▶ **REQUIRED WORK**
Repeat, without any change, the entries presented below.

[Items listed in a dataset]
_ _ _ _ _ _ _
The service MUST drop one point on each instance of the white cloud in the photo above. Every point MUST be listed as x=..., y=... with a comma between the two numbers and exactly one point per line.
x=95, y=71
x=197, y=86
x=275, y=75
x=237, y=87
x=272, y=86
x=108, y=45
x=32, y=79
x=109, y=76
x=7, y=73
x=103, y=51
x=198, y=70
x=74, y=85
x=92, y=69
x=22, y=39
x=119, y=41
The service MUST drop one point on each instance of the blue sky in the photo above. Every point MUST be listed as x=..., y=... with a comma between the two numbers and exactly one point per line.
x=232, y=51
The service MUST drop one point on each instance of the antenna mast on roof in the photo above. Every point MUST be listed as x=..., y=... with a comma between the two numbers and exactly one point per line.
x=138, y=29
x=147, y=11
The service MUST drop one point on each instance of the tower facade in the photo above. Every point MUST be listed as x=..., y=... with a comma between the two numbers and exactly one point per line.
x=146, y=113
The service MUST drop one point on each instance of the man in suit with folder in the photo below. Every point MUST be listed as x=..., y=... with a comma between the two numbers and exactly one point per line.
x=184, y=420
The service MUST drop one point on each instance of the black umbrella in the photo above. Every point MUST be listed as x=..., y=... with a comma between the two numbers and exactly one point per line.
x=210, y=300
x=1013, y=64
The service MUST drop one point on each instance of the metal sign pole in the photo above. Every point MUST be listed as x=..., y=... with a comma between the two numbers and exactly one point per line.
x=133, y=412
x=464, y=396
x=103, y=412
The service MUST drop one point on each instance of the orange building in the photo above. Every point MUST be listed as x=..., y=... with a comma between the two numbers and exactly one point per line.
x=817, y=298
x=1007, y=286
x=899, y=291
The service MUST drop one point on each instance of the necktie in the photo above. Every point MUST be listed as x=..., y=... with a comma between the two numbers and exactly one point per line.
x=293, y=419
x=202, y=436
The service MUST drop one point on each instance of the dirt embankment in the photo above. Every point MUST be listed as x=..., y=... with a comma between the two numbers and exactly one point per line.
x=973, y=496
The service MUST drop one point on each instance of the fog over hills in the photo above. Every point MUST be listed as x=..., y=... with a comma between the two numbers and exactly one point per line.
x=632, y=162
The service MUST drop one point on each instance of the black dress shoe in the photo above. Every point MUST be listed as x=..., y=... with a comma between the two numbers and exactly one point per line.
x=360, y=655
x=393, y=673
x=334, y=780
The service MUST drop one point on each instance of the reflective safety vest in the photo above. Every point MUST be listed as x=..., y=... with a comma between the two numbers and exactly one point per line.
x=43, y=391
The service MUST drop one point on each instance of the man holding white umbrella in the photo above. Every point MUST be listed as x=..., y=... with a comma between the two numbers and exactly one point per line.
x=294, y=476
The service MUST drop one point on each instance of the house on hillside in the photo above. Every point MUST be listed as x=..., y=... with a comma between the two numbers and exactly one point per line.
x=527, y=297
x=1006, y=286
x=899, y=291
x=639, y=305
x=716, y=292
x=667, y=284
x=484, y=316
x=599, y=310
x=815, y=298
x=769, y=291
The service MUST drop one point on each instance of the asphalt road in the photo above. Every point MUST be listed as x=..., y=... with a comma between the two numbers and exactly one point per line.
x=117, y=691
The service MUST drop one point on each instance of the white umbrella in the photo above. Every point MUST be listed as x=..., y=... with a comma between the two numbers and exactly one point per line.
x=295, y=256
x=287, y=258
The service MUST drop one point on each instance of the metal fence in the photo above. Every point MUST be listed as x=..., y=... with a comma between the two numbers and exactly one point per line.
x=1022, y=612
_ _ _ _ _ _ _
▶ **FULL SOLUTION**
The service MUST drop one point on each instance of the white cloud in the photo above. Every point MUST be listed as x=..., y=... with a comma between the two numbers and exactly one point per line.
x=95, y=71
x=197, y=86
x=275, y=75
x=237, y=87
x=272, y=86
x=108, y=45
x=32, y=79
x=109, y=76
x=7, y=73
x=103, y=51
x=198, y=70
x=74, y=85
x=92, y=69
x=22, y=39
x=119, y=41
The service MUST drop one point on each instance of the blue sky in the photo above. Every point MUST be listed as x=..., y=... with a comma between the two numbers and exactly one point per line.
x=232, y=51
The service MUST drop one point on each instance of the antenna mast on roof in the photo above. Every point MUST be listed as x=..., y=... with a comma between the two numbers and exactly one point per line.
x=138, y=29
x=147, y=11
The service MUST drop one point on each instance of the tower facade in the photo above. Every point MUST be listed as x=..., y=... with a comma between the two numbers and exactly one point per line.
x=146, y=113
The service MUST drop one point on each instance of the man in suit with folder in the photo below. Every point MUST be listed as x=..., y=... with a comma between the two numbers and exactly one point per line.
x=184, y=420
The service MUST drop one point on each instance of the black umbrella in the photo above. Every point MUST be listed as x=..., y=... with a comma between the two numbers and exactly one point per line.
x=210, y=300
x=1013, y=64
The service MUST drop one point on each instance of the metal sign pole in the photo above. Every point MUST be listed as x=..., y=... with a comma between the two numbers and exactly one point per line.
x=133, y=412
x=464, y=396
x=103, y=412
The service MUST drop one point on each instance of the orange building in the photo above. Every point MUST be listed as x=..., y=... with a comma between the two numbers and exactly one point per line.
x=817, y=298
x=1007, y=286
x=899, y=291
The service MUST drop one point on each instance of the necktie in the photo above. Every point MUST be listed as x=..., y=... with a comma between the two numbers and exactly one point per line.
x=293, y=419
x=202, y=436
The service MUST drop one point on each instance of the dirt embankment in the photo above. Every point MUST be listed as x=..., y=... with a comma between the two numbers and exactly one point per line.
x=973, y=496
The service MUST drop one point on each instance of the fog over hills in the photo above. Every point MUST be listed as x=..., y=... with a comma between the two numbers and exactly one point per line.
x=632, y=162
The service MUST drop one point on each instance of the black dress shoe in the photo above. Every point MUST be listed as x=..., y=... with a comma between the two numbers and exactly one point per line.
x=360, y=655
x=393, y=673
x=334, y=780
The service MUST drop one point on each instance of the reflective safety vest in the photo above. Every point MUST be listed as x=..., y=... with a comma between the two numbers and exactly one point per line.
x=43, y=391
The service MUST drop one point on each instance of the man holding white umbrella in the photo above. Every point MUST be listed as x=..., y=... with a comma between the two numbers and exactly one point per line.
x=294, y=476
The service MUST drop one point on each instance of the house on hillside in the photo above. Every point MUST be listed as x=..., y=... with a comma between the two numbers and exactly one point per line.
x=527, y=297
x=1006, y=286
x=899, y=291
x=639, y=305
x=716, y=292
x=667, y=284
x=484, y=316
x=599, y=310
x=815, y=298
x=769, y=291
The service MUST drop one point on each instance of the asphalt road in the photo above. Every point MUST be listed as x=..., y=... with a comma between the two numbers and exactly one point per line.
x=117, y=691
The service MUST drop one point on each instance of the white umbrella in the photo above. Every point MUST be listed as x=..., y=... with a comma between the two numbers and exactly one point per line.
x=295, y=256
x=287, y=258
The service MUST drop one point on each instance of the metal fence in the photo above. Every point MUST be listed as x=..., y=... with a comma between the two numbers and exactly one point per line.
x=1022, y=612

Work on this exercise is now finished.